▶ [WHAT IS REQUIRED]:
Please answer these from the paragraph on federal land in the Western United States:
(a) Which three land managers does it name in parentheses?
(b) Which two kinds of maps does it recommend for scouting?
(c) What two places might a driver unexpectedly find themselves in?

▶ [TEXT EXCERPT]:
-*-

Unlike the East, South, and Midwest, most of the Western United States is Federal land (Bureau of Land Management, USDA/National Forest Service, National Parks, et cetera), and while some of it is occupied there are large swaths of remote areas that receive few visitors. Of course, you do need to know where to go lest you drive down a presumably unused desert road or jeep trail only to find yourself in the middle of the local party spot or an amateur astronomer’s haven, but some scouting with USDA Forest maps and Motor Vehicle User Maps will give you a good idea where ‘the middle of nowhere’ is.

-*-

▶ [EXTRACTED RECORDS]:

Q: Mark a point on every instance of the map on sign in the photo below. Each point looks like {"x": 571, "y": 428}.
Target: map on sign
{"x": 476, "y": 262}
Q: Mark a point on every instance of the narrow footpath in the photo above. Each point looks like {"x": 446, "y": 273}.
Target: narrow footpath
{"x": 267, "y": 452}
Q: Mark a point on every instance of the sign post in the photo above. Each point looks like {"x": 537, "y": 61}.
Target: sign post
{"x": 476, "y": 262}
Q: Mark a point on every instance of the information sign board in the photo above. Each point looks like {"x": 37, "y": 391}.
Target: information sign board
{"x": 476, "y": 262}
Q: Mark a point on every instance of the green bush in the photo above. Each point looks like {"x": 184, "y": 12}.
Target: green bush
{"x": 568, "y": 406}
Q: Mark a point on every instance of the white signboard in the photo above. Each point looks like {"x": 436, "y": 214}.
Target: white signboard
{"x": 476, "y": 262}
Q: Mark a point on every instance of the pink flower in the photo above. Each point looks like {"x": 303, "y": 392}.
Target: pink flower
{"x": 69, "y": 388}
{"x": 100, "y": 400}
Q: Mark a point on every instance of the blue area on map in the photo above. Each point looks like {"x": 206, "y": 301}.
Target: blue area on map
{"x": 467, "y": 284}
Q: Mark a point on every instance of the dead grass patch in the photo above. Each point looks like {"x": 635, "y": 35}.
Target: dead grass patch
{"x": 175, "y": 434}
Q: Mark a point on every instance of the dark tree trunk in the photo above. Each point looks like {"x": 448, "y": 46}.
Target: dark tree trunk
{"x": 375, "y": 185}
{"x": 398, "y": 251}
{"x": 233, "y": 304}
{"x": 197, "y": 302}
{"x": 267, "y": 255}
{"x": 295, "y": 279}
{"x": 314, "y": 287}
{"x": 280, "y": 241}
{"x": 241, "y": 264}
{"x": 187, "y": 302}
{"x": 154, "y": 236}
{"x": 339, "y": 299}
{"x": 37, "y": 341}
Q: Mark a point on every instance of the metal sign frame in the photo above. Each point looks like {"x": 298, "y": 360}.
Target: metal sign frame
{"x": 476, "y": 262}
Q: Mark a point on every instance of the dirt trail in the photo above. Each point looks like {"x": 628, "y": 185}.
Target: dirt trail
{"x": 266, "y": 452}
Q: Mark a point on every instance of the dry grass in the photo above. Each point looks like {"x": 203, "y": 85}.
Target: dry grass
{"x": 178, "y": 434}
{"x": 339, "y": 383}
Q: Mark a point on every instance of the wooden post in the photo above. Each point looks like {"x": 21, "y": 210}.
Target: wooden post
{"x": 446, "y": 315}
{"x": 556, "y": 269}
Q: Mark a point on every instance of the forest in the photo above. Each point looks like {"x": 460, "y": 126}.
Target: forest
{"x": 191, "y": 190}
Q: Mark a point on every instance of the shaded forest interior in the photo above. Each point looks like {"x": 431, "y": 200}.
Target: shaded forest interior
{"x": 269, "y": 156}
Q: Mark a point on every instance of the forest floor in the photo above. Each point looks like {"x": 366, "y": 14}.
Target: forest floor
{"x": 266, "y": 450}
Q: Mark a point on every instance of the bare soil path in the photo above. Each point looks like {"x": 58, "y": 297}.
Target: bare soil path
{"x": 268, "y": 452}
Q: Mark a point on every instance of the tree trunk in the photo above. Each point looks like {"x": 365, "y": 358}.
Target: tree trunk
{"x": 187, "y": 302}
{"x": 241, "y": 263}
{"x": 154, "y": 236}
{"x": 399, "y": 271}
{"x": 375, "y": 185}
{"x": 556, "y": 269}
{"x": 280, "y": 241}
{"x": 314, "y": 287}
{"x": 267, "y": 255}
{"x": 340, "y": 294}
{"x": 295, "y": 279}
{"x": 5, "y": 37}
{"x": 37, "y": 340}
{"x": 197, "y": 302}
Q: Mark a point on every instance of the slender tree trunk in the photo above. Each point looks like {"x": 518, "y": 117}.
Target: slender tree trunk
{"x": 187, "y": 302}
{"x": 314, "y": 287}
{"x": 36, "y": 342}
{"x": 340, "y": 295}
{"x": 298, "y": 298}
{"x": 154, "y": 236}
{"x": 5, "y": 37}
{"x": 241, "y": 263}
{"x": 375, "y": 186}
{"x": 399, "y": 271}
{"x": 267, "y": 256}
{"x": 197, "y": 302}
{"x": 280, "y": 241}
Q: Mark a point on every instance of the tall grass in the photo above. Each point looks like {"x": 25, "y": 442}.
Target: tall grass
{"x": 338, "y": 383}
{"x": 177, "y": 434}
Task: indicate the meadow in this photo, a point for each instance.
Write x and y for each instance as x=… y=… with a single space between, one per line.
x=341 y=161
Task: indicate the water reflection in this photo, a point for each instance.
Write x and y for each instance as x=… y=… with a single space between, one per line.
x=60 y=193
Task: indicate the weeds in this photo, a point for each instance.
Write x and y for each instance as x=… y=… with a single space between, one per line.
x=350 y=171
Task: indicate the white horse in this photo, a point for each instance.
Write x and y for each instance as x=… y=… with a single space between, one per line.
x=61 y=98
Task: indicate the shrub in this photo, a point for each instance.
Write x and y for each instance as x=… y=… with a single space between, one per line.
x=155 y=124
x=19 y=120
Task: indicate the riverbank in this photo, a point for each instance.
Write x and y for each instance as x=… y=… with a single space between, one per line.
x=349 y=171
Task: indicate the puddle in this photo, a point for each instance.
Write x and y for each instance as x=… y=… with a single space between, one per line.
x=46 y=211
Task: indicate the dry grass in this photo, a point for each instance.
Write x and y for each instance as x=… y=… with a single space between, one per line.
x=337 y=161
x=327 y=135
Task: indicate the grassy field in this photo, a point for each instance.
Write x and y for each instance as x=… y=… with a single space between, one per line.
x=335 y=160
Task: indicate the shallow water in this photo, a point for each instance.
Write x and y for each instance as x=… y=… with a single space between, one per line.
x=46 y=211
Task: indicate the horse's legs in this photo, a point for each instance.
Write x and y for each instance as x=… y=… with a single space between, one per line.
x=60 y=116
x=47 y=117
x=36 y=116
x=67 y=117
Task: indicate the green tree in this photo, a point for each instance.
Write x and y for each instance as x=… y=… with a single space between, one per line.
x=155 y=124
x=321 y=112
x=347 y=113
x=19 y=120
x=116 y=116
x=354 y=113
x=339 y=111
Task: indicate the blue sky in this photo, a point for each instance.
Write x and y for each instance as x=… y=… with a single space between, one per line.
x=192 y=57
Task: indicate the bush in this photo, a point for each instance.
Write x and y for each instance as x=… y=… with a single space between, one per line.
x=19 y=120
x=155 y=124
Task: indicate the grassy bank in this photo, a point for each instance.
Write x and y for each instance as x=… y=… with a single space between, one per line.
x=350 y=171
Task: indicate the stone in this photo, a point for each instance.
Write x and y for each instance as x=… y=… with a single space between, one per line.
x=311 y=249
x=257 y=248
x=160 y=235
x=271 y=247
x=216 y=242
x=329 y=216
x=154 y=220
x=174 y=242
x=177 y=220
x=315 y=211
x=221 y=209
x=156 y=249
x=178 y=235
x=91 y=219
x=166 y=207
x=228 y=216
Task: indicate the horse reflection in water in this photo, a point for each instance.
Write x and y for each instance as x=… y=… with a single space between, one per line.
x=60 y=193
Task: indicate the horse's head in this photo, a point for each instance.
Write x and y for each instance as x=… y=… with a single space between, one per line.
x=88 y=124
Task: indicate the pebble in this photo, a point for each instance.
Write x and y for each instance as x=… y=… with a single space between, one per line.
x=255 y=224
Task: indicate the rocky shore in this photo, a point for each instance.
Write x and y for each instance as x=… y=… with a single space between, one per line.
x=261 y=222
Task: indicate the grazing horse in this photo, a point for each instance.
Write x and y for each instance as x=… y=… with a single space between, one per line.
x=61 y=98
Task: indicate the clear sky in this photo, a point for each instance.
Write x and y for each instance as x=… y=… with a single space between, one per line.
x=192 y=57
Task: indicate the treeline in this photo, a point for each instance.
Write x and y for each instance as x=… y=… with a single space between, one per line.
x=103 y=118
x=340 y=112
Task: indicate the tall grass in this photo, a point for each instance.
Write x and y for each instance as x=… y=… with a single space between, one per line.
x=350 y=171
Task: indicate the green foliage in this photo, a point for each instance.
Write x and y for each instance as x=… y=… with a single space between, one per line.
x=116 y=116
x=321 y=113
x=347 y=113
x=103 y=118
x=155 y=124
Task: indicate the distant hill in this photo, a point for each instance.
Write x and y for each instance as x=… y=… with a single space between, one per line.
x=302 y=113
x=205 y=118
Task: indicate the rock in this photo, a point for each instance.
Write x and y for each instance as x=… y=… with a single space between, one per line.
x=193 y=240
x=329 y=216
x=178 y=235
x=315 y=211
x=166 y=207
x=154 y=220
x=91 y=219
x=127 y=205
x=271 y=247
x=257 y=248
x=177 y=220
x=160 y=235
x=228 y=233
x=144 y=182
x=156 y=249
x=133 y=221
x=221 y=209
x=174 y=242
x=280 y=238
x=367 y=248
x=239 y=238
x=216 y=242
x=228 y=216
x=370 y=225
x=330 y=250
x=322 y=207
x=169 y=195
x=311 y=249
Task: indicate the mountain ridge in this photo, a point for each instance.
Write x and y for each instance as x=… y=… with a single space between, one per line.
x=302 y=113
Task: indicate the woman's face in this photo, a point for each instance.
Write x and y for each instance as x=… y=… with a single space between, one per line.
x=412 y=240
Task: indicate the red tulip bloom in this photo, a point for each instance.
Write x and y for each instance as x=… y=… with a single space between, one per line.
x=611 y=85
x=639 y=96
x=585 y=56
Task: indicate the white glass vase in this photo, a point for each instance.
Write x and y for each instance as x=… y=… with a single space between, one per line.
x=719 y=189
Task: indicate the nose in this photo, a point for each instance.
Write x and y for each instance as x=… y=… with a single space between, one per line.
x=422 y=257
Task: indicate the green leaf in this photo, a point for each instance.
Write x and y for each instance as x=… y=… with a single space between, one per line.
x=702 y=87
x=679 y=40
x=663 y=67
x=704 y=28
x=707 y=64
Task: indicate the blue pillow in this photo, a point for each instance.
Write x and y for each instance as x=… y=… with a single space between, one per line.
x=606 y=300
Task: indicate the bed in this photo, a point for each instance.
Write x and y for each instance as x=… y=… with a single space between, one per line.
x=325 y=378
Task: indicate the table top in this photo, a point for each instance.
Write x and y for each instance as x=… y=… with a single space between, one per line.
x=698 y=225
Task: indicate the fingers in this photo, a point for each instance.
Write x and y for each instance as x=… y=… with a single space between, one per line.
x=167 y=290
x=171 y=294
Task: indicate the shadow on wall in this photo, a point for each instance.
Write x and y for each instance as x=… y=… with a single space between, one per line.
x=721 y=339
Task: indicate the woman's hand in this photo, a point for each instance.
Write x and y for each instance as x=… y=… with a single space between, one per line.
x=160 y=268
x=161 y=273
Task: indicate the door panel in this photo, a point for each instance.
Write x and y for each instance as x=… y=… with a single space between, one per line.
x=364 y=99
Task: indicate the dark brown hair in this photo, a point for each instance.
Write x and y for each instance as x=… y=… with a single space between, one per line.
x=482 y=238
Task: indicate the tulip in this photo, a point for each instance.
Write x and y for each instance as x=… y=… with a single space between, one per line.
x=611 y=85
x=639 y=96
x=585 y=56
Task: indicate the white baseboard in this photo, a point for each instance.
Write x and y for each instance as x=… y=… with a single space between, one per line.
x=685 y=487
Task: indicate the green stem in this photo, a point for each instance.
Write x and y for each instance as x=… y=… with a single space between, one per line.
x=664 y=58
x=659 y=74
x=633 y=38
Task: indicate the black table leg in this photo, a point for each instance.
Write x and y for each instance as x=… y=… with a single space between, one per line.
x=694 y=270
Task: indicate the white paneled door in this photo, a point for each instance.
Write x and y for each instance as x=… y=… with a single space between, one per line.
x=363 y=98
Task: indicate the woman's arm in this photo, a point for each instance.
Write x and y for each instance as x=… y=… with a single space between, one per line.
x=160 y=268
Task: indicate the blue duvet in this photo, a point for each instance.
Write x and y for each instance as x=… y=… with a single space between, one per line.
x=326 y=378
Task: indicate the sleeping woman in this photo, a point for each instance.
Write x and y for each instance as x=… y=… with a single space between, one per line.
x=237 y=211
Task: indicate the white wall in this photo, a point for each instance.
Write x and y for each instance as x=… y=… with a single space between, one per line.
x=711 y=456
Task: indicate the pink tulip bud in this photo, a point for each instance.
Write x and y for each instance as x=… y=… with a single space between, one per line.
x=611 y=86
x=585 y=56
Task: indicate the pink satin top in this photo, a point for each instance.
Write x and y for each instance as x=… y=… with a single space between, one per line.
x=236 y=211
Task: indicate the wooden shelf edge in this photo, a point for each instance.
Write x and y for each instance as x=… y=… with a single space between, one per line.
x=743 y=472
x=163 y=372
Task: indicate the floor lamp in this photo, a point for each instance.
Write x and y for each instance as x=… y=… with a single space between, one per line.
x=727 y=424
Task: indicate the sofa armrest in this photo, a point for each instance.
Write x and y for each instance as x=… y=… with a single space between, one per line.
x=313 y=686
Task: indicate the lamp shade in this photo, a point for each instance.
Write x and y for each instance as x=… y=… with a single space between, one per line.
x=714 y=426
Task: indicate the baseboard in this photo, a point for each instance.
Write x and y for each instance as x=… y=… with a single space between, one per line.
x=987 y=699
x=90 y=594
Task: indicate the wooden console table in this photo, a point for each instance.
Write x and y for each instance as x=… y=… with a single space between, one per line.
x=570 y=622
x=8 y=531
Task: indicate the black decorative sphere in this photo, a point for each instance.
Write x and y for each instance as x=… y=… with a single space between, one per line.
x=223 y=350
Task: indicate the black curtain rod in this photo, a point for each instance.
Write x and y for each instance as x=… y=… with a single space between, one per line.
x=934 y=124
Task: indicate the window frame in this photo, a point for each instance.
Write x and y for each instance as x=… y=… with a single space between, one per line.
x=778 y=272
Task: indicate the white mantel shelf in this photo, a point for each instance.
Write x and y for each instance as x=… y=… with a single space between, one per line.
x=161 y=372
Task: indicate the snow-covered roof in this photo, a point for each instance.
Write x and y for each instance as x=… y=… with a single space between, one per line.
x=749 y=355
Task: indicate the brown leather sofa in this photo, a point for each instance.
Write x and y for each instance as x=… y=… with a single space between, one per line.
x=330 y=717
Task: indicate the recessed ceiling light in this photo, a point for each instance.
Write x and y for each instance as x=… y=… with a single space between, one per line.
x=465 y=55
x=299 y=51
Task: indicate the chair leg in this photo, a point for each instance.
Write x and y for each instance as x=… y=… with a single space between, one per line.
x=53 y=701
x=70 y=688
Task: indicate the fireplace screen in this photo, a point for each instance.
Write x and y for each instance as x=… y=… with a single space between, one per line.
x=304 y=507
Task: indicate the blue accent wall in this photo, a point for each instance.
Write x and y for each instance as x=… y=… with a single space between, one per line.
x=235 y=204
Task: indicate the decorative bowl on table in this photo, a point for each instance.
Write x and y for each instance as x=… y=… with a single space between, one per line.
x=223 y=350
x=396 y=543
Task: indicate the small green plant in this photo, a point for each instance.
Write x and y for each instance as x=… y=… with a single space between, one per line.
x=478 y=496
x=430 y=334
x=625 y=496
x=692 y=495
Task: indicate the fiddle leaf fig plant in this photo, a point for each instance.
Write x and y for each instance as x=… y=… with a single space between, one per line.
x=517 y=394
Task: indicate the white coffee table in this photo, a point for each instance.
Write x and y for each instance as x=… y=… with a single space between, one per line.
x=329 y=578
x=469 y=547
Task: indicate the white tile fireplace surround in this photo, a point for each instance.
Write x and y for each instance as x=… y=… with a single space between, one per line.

-*-

▶ [RESULT OF THIS EXERCISE]:
(a) Bureau of Land Management, USDA/National Forest Service, and National Parks
(b) USDA Forest maps and Motor Vehicle User Maps
(c) The local party spot or an amateur astronomer's haven